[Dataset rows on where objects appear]
· · · · ·

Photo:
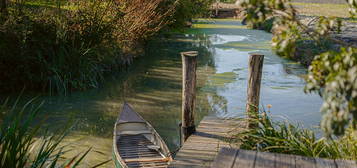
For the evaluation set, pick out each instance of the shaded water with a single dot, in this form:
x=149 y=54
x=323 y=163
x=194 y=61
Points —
x=153 y=87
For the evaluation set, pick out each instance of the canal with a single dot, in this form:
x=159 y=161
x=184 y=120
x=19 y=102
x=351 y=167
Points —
x=152 y=85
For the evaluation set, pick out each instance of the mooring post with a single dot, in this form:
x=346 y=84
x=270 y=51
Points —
x=189 y=64
x=253 y=92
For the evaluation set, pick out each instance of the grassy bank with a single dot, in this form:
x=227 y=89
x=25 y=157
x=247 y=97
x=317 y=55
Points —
x=21 y=143
x=284 y=137
x=59 y=46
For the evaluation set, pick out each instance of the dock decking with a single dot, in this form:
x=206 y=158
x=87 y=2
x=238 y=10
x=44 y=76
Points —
x=201 y=148
x=208 y=147
x=238 y=158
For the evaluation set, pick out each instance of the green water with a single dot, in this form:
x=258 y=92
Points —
x=152 y=85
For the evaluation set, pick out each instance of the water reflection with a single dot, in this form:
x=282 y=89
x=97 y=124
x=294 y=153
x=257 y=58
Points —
x=153 y=87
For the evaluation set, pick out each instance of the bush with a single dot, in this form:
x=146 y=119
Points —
x=20 y=145
x=283 y=137
x=71 y=45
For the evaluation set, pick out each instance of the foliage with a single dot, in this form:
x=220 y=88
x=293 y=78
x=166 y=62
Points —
x=20 y=146
x=188 y=9
x=72 y=44
x=332 y=74
x=282 y=137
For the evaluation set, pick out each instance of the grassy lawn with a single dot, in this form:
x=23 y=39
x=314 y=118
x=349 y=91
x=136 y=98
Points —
x=322 y=9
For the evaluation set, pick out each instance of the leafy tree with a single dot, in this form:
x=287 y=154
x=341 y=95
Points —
x=332 y=74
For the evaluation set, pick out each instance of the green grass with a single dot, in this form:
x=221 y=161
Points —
x=319 y=9
x=283 y=137
x=21 y=144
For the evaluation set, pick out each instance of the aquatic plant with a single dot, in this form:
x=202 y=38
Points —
x=332 y=74
x=284 y=137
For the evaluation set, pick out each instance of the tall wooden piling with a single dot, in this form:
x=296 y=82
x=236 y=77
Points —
x=189 y=64
x=253 y=91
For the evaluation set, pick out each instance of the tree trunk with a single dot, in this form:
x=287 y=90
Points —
x=189 y=64
x=253 y=92
x=3 y=6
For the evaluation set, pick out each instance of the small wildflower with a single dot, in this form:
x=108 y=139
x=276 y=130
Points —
x=269 y=106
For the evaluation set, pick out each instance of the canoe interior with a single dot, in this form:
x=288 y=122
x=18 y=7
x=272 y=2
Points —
x=134 y=147
x=136 y=143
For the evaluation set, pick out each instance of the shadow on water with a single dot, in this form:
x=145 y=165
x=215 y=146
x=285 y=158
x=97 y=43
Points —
x=152 y=85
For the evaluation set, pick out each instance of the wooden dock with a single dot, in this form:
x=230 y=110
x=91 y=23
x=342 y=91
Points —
x=202 y=147
x=209 y=147
x=238 y=158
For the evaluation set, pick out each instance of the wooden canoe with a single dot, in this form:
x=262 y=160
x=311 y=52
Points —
x=136 y=143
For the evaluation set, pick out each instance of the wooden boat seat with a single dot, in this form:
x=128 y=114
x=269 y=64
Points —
x=156 y=159
x=134 y=132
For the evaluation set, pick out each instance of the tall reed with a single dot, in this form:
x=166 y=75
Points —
x=21 y=144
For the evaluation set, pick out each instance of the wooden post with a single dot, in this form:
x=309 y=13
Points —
x=189 y=64
x=253 y=91
x=3 y=7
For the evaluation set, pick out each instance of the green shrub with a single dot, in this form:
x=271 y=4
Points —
x=283 y=137
x=22 y=146
x=62 y=46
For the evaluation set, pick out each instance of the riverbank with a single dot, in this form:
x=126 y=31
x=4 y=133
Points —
x=309 y=12
x=59 y=47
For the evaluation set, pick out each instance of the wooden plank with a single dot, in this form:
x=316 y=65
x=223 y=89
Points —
x=324 y=163
x=201 y=148
x=225 y=158
x=147 y=160
x=302 y=162
x=245 y=159
x=265 y=160
x=346 y=163
x=284 y=161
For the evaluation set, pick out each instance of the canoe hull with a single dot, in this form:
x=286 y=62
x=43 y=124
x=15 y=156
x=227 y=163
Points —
x=136 y=143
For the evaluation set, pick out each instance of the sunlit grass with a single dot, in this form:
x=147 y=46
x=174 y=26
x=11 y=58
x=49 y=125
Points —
x=319 y=9
x=284 y=137
x=21 y=144
x=218 y=26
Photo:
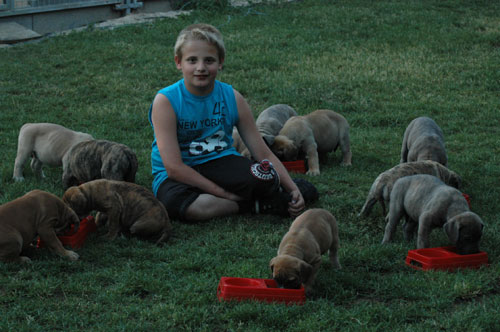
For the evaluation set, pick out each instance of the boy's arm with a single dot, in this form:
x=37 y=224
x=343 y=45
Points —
x=259 y=150
x=165 y=127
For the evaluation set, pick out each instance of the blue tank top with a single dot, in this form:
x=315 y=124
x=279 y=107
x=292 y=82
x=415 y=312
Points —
x=204 y=126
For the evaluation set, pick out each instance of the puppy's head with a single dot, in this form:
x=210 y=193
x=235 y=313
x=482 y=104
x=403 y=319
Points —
x=75 y=199
x=284 y=148
x=289 y=272
x=465 y=231
x=67 y=218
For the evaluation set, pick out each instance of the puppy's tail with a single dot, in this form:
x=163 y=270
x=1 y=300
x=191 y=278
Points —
x=367 y=207
x=163 y=238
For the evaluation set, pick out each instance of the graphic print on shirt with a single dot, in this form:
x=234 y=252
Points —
x=217 y=142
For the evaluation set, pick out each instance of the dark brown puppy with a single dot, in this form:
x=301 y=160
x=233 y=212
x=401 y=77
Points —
x=130 y=208
x=423 y=140
x=381 y=188
x=38 y=213
x=311 y=234
x=98 y=159
x=427 y=202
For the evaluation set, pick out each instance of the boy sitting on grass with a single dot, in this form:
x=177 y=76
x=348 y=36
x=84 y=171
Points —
x=198 y=175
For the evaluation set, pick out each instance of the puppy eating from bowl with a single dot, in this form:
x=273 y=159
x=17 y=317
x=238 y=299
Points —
x=311 y=234
x=427 y=202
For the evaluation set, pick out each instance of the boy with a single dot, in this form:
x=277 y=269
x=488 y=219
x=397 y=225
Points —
x=198 y=174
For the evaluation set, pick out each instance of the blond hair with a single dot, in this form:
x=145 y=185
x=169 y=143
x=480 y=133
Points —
x=200 y=31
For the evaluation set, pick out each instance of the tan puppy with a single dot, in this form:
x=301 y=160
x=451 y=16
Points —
x=315 y=135
x=427 y=203
x=311 y=234
x=98 y=159
x=381 y=188
x=46 y=144
x=38 y=213
x=130 y=208
x=269 y=123
x=423 y=140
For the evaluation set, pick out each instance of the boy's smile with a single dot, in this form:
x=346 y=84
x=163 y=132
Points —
x=199 y=65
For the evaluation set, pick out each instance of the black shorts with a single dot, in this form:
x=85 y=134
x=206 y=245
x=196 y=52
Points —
x=230 y=172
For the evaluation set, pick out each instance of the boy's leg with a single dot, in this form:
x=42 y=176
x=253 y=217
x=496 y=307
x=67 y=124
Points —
x=187 y=203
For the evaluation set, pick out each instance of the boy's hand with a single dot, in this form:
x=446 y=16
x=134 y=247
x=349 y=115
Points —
x=297 y=204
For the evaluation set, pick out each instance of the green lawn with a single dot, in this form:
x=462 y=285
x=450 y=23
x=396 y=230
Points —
x=378 y=63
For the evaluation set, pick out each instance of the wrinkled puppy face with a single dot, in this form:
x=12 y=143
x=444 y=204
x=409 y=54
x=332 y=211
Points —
x=77 y=201
x=465 y=230
x=289 y=272
x=67 y=218
x=284 y=148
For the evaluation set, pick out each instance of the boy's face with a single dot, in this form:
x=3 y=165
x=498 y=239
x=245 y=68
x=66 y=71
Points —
x=199 y=65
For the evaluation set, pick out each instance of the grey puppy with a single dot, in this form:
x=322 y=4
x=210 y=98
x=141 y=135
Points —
x=423 y=140
x=428 y=203
x=37 y=213
x=90 y=160
x=269 y=123
x=46 y=144
x=381 y=188
x=128 y=207
x=311 y=234
x=314 y=135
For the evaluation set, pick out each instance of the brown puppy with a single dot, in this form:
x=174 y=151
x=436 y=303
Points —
x=130 y=208
x=98 y=159
x=269 y=123
x=427 y=203
x=311 y=234
x=315 y=135
x=423 y=140
x=46 y=144
x=382 y=186
x=36 y=213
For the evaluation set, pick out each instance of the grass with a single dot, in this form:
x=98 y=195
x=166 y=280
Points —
x=380 y=64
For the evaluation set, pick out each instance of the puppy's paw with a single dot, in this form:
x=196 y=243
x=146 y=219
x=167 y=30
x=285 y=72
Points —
x=73 y=256
x=24 y=259
x=313 y=172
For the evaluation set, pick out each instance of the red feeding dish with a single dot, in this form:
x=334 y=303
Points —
x=297 y=166
x=258 y=289
x=467 y=198
x=444 y=258
x=75 y=240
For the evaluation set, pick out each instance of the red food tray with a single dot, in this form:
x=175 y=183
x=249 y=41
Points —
x=467 y=198
x=75 y=240
x=444 y=258
x=297 y=166
x=258 y=289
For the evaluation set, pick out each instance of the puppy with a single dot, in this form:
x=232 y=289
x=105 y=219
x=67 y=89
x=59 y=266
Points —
x=46 y=144
x=315 y=135
x=98 y=159
x=38 y=213
x=299 y=255
x=130 y=208
x=269 y=123
x=382 y=186
x=427 y=203
x=423 y=140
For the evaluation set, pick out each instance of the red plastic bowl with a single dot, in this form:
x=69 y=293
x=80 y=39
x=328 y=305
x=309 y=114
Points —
x=75 y=240
x=444 y=258
x=266 y=290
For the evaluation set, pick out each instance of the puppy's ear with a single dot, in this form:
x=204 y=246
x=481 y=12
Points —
x=452 y=229
x=268 y=139
x=305 y=271
x=271 y=264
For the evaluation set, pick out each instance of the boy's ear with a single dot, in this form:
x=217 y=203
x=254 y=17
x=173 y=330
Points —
x=177 y=62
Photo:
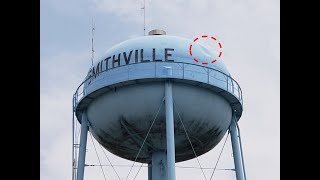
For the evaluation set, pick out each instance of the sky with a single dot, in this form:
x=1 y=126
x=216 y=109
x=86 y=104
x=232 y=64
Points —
x=249 y=31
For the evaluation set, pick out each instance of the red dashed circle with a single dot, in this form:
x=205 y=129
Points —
x=204 y=62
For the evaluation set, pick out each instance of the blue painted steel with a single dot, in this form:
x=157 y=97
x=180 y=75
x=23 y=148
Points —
x=159 y=166
x=83 y=145
x=124 y=88
x=237 y=150
x=170 y=127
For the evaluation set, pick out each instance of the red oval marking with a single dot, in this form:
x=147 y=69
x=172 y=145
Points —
x=205 y=36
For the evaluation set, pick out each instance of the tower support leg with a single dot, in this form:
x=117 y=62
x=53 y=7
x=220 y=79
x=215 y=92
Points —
x=83 y=145
x=237 y=149
x=170 y=127
x=159 y=166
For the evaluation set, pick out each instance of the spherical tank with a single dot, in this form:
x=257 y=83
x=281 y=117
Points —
x=123 y=95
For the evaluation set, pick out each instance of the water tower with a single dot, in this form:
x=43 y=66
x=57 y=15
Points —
x=149 y=98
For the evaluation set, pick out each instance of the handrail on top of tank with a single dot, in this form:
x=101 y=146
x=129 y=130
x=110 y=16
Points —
x=239 y=88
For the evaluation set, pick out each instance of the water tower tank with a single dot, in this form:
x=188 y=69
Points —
x=125 y=88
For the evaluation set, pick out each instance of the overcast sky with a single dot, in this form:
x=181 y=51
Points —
x=249 y=31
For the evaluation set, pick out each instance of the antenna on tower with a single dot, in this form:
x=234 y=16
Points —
x=144 y=17
x=92 y=50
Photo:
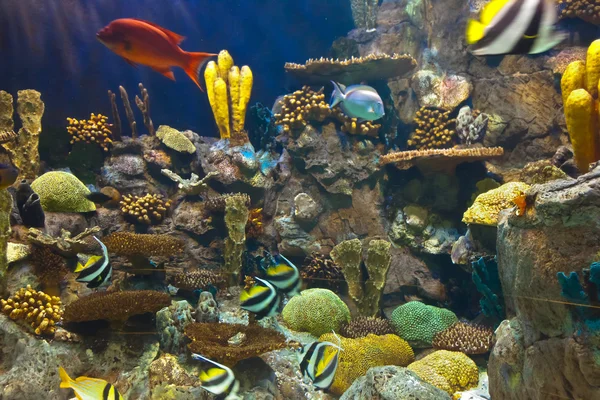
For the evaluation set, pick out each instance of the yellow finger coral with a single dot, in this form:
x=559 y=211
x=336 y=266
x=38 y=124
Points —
x=361 y=354
x=450 y=371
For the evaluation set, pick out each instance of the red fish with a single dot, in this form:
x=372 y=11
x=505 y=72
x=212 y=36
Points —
x=143 y=42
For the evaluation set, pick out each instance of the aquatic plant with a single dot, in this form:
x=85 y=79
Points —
x=62 y=192
x=230 y=343
x=418 y=323
x=316 y=311
x=95 y=130
x=448 y=370
x=361 y=354
x=366 y=293
x=362 y=326
x=39 y=310
x=464 y=337
x=149 y=209
x=115 y=306
x=229 y=88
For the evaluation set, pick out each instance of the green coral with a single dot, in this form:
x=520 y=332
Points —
x=317 y=311
x=418 y=323
x=62 y=192
x=175 y=140
x=451 y=371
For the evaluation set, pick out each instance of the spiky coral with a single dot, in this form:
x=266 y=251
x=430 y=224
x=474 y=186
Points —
x=95 y=130
x=213 y=341
x=115 y=306
x=36 y=308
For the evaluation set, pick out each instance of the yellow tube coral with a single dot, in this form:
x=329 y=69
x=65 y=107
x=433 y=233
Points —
x=581 y=124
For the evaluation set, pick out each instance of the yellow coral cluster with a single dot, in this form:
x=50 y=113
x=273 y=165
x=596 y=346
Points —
x=579 y=85
x=37 y=308
x=228 y=88
x=450 y=371
x=361 y=354
x=95 y=130
x=434 y=129
x=149 y=209
x=488 y=205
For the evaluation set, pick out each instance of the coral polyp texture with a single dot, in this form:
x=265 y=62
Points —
x=450 y=371
x=230 y=343
x=62 y=192
x=488 y=205
x=373 y=67
x=95 y=130
x=149 y=209
x=115 y=306
x=37 y=309
x=464 y=337
x=361 y=354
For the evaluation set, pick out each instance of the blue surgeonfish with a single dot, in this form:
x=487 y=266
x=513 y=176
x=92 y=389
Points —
x=514 y=27
x=219 y=379
x=357 y=101
x=97 y=271
x=261 y=299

· · · · ·

### WRITTEN TASK
Render the rows as a JSON list of strings, one per line, starting at the beginning of the rows and ending at the line that contains "x=282 y=137", both included. Leave out blank lines and the pictures.

### TASK SOLUTION
[
  "Photo:",
  "For the evaluation set, pick out each instance of the shaded water with a single dot, in this form:",
  "x=149 y=54",
  "x=323 y=163",
  "x=194 y=61",
  "Points —",
  "x=153 y=87",
  "For the evaluation set, pick out each instance of the canal with a single dot, in this form:",
  "x=159 y=161",
  "x=184 y=120",
  "x=19 y=102",
  "x=351 y=167",
  "Points —",
  "x=152 y=85",
  "For the evaluation set, pick out each instance of the mooring post with a single dot, in this form:",
  "x=346 y=84",
  "x=270 y=51",
  "Points —",
  "x=189 y=64",
  "x=253 y=92",
  "For the evaluation set, pick out each instance of the grassy bank with a single dot, in this form:",
  "x=227 y=89",
  "x=25 y=157",
  "x=247 y=97",
  "x=317 y=55",
  "Points —",
  "x=21 y=143",
  "x=284 y=137",
  "x=59 y=46",
  "For the evaluation set, pick out each instance of the dock decking with a single dot, in this form:",
  "x=206 y=158",
  "x=87 y=2",
  "x=238 y=10",
  "x=44 y=76",
  "Points —",
  "x=201 y=148",
  "x=208 y=147",
  "x=238 y=158",
  "For the evaluation set, pick out each instance of the green water with a single dot, in this form:",
  "x=258 y=92",
  "Points —",
  "x=152 y=85",
  "For the evaluation set, pick out each instance of the water reflection with a single dot, in this form:",
  "x=282 y=89",
  "x=97 y=124",
  "x=294 y=153",
  "x=257 y=58",
  "Points —",
  "x=153 y=87",
  "For the evaluation set, pick out each instance of the bush with a single dot, in this form:",
  "x=146 y=119",
  "Points —",
  "x=20 y=145",
  "x=283 y=137",
  "x=71 y=45",
  "For the evaluation set, pick out each instance of the foliage with a single dot, in this form:",
  "x=220 y=88",
  "x=293 y=78",
  "x=166 y=62",
  "Points —",
  "x=20 y=146",
  "x=188 y=9",
  "x=72 y=44",
  "x=332 y=74",
  "x=282 y=137"
]